* _Given request a_
Reproduce, unchanged, the rows between the line holding "TARGET = dirt mound" and the end of the rows, inclusive.

(Usage herein unless otherwise noted: bitcoin = bitcoin; crypto = everything else)
A lot of people think crypto is worth something.
A lot of people think bitcoin is worth something.
Most people in each community think fiat currency has major problems.
And they all believe in the cross fungibility of cryptocurrency and fiat.
Which is why they are missing a huge point about FTX.
The broad crypto community can’t even imagine the perspective of someone who thinks all of crypto (and BTC) is a bunch of bullshit.
And it is from that perspective where our story is told. First, a little background.
For lots of reasons, the concept of cryptocurrency always pissed off the old white collar on a blue striped shirt finance guys.
Those guys cut their teeth in the go-go 80s and dot-com 90s and now zoomer & millennial crypto “traders” want to tell them how markets work.
The old guys know what a mania looks like. They know what people investing in bullshit looks like. They traded pets.com, for God’s sake.
So when the rapscallions of crypto refused to come get their entry analyst jobs and instead wanted to build an alternative financial system, the old guard took notice.
The wrong people started getting rich. And even if most of their “wealth” was still locked in the land of magic beans (crypto tokens), they were still pulling out enough dollars to make a splash.

* _Records_
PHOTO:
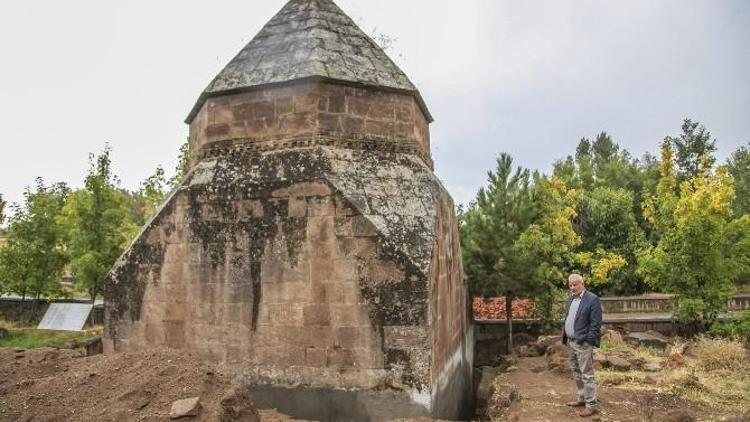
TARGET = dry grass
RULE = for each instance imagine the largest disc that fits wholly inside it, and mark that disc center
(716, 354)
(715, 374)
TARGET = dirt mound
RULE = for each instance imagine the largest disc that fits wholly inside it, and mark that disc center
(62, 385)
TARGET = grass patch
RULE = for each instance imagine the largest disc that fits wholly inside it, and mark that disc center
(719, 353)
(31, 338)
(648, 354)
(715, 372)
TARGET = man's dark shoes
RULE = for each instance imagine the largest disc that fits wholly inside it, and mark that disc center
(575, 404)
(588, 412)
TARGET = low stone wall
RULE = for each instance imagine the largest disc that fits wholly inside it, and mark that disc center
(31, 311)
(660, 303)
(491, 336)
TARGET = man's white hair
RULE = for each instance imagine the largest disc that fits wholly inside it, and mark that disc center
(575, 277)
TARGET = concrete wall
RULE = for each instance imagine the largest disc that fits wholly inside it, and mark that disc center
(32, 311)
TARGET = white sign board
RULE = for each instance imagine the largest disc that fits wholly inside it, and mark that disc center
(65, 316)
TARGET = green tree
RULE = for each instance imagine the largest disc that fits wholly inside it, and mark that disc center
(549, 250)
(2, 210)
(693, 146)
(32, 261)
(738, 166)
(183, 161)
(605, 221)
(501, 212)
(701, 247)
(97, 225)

* _Given request b_
List every decade and every generation that the passage about crypto and FTX names.

* _Written response a_
TARGET = dirt mound
RULE = for each instance imagine the largest disc that fits wholly inside it, and mark that disc center
(62, 385)
TARGET = grass patch
RULE = for each instance imagine the largest disc that fits wholly inside it, and mark that disc center
(719, 353)
(31, 338)
(648, 354)
(715, 372)
TARGET = man's dark shoes
RULE = for each instance imagine the largest disc that fits wholly inside it, and mark that disc center
(575, 404)
(588, 412)
TARGET = low stone wall
RULE = for each instance imagine the largest disc that fits wholly inside it, and mark that disc center
(31, 311)
(660, 303)
(491, 336)
TARGET = man's white hair
RULE = for each instance imagine the largest disc that fits wholly inside it, and mark that disc center
(575, 277)
TARGET = concrete wall
RULE = for each instance imagine the largest disc that fits wholly inside it, and mark that disc center
(32, 311)
TARGET = white sign board
RULE = for each instance imagine the largest disc that fits wholly inside it, and mark that disc center
(65, 316)
TARGET = green tree
RULE = for each instance imagine the largest disc that fits wholly inside it, and mark that disc center
(549, 250)
(2, 210)
(693, 146)
(32, 261)
(738, 166)
(183, 161)
(605, 221)
(501, 212)
(701, 247)
(97, 225)

* _Written response b_
- the go-go 80s
- the dot-com 90s
- zoomer
- millennial